--- Exercise objective ---
Could you set down all of the data again, exactly as it stands?

--- Provided entries ---

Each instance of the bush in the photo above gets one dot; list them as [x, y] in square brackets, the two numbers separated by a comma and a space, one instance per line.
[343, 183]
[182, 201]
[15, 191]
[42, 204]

--- Response area ---
Each instance of the bush in the photo above gets one dot; list them as [x, y] in square brackets, the two numbers separated by a comma and a space, one instance per line.
[343, 183]
[182, 201]
[15, 191]
[42, 204]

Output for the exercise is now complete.